Copy each of the records below word for word.

RECORDS PROVIDED =
=====

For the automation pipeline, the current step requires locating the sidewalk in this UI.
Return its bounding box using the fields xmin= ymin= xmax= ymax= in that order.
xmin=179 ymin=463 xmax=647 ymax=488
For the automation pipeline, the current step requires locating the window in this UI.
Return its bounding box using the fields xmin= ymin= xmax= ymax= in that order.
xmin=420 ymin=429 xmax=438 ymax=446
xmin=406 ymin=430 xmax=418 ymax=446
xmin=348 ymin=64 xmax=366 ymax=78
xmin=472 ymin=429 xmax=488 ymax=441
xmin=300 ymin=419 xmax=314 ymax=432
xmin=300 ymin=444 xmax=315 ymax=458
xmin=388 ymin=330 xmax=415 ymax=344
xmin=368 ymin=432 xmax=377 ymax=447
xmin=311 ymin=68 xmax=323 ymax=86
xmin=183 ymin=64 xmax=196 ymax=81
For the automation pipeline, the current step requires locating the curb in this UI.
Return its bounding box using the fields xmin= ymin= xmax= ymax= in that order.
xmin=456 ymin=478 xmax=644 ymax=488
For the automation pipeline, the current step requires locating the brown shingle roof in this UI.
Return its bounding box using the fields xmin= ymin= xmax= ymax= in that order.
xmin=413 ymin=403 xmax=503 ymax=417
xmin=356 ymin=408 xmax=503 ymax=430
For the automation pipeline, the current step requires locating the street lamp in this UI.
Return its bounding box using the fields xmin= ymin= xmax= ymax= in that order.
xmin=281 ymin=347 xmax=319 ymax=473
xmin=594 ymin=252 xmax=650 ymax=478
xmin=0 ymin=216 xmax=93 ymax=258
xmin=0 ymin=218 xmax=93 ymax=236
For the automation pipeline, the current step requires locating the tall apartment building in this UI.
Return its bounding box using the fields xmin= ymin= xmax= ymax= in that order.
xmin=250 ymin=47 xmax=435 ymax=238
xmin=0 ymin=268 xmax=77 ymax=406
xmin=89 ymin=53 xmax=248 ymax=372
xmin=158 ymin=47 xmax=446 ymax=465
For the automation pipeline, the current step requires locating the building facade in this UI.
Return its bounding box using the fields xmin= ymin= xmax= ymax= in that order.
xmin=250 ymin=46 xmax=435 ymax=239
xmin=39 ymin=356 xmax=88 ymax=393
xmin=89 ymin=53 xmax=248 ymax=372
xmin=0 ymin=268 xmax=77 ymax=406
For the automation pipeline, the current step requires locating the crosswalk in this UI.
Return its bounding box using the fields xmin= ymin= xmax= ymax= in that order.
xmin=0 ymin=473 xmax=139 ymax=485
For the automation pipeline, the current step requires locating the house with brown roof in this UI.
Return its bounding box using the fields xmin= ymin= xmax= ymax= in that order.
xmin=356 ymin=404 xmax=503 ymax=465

=====

WORKED ANSWER =
For the automation pipeline, the current step requires locating the sidewalk in this UI.
Return its bounding box using the fields xmin= ymin= xmax= ymax= in that order.
xmin=179 ymin=463 xmax=647 ymax=488
For the automation pipeline, the current step requires locating the window in this UI.
Return its bounding box using the fields xmin= ymin= xmax= ymax= in that order.
xmin=420 ymin=429 xmax=438 ymax=446
xmin=406 ymin=430 xmax=418 ymax=446
xmin=348 ymin=64 xmax=366 ymax=78
xmin=472 ymin=429 xmax=488 ymax=441
xmin=300 ymin=419 xmax=314 ymax=432
xmin=300 ymin=444 xmax=315 ymax=458
xmin=388 ymin=330 xmax=415 ymax=344
xmin=368 ymin=432 xmax=377 ymax=447
xmin=311 ymin=68 xmax=323 ymax=86
xmin=183 ymin=64 xmax=196 ymax=81
For the automation pipeline, the current step requires locating the curb in this UI.
Return its bounding box using the fields xmin= ymin= xmax= ymax= in that order.
xmin=456 ymin=478 xmax=644 ymax=488
For the automation pipeline, the current step requires locating the brown shingle roof in this UI.
Return its bounding box using the fields xmin= ymin= xmax= ymax= in that order.
xmin=413 ymin=403 xmax=503 ymax=417
xmin=356 ymin=408 xmax=503 ymax=430
For the automation pipeline, the current step requires locating the street lamp in this UI.
Return its bounding box using the fields xmin= ymin= xmax= ymax= in that order.
xmin=281 ymin=347 xmax=319 ymax=473
xmin=594 ymin=252 xmax=650 ymax=478
xmin=0 ymin=216 xmax=93 ymax=258
xmin=0 ymin=218 xmax=93 ymax=236
For the automation pipeline, the current step requires locating the tall apartment building in this UI.
Return its bounding box using the fields xmin= ymin= xmax= ymax= in that order.
xmin=250 ymin=47 xmax=435 ymax=238
xmin=0 ymin=268 xmax=77 ymax=406
xmin=89 ymin=53 xmax=248 ymax=372
xmin=158 ymin=47 xmax=446 ymax=465
For the automation pipeline, the current step requires locating the building facade in this UI.
Return its bounding box using the fields xmin= ymin= xmax= ymax= in that order.
xmin=250 ymin=46 xmax=435 ymax=239
xmin=39 ymin=356 xmax=88 ymax=393
xmin=89 ymin=53 xmax=248 ymax=372
xmin=0 ymin=268 xmax=77 ymax=406
For the automation pipeline, the current step requires locating the crosswalk in this UI.
Return its bounding box using the fields xmin= ymin= xmax= ymax= in that order.
xmin=0 ymin=473 xmax=139 ymax=485
For the automation pipeline, the current step requires locating the house with brown roof in this UI.
Return its bounding box using the fields xmin= ymin= xmax= ymax= in that order.
xmin=356 ymin=404 xmax=503 ymax=465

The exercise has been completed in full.